No existieron para él las especializaciones. Cuando comenzó su trabajo todo estaba por hacer y se vio obligado a arrancar de cero. De ahí su condición de enciclopedista, de culturólogo. Más que un pionero, dijo Roger Bastide, fue un maestro de las Ciencias Sociales.
No había cumplido aún los 25 años de edad cuando ocurre un hecho trascendente en la vida de Ortiz. Ve en el Museo de Ultramar de Madrid, trajes de diablitos y un tambor batá. Las piezas lo impresionan vivamente y de nuevo en Cuba, ansioso de volcarse sobre los problemas sociales del país, le sale al paso el negro y se percata de la importancia de ese factor integrante de la nacionalidad. Pero, recordaba Ortiz, nadie lo había estudiado. Añadía: «Para algunos no merecía la pena; para otros era muy propenso a conflictos y disgustos, para otros era evocar culpas inconfesadas y castigar la conciencia; cuando menos, el estudio del negro era tarea harto trabajosa, propicia a las burlas y no daba dinero».

▬▬▬

▸ **CONSIGNAS DE TRABAJO**:
1/ Decide si cada afirmación concuerda con el texto sobre Ortiz y responde sí o no, citando textualmente las palabras que lo determinan: (a) Roger Bastide lo consideró más un maestro que un pionero de las Ciencias Sociales; (b) Ortiz vio los trajes de diablitos en un museo de La Habana; (c) según Ortiz, el estudio del negro daba dinero.
2/ Transcribe sin cambios el fragmento del texto sobre Ortiz que va desde "No existieron para" hasta "las Ciencias Sociales.".
3/ Enumera las razones que, según la cita de Ortiz en el texto, se daban para no estudiar al negro. Cuenta una por cada grupo que introducen «para algunos», «para otros» o «cuando menos».

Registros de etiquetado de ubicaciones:
▬▬▬

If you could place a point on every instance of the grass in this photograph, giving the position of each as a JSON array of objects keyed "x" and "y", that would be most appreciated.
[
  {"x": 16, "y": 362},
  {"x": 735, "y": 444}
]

▬▬▬

▸ **SOLUCIONES**:
1/
(a) Sí: «Más que un pionero, dijo Roger Bastide, fue un maestro de las Ciencias Sociales».
(b) No: «Ve en el Museo de Ultramar de Madrid, trajes de diablitos y un tambor batá».
(c) No: «el estudio del negro era tarea harto trabajosa, propicia a las burlas y no daba dinero».

2/
No existieron para él las especializaciones. Cuando comenzó su trabajo todo estaba por hacer y se vio obligado a arrancar de cero. De ahí su condición de enciclopedista, de culturólogo. Más que un pionero, dijo Roger Bastide, fue un maestro de las Ciencias Sociales.

3/
1. No merecía la pena.
2. Era muy propenso a conflictos y disgustos.
3. Era evocar culpas inconfesadas y castigar la conciencia.
4. Era tarea harto trabajosa, propicia a las burlas y no daba dinero.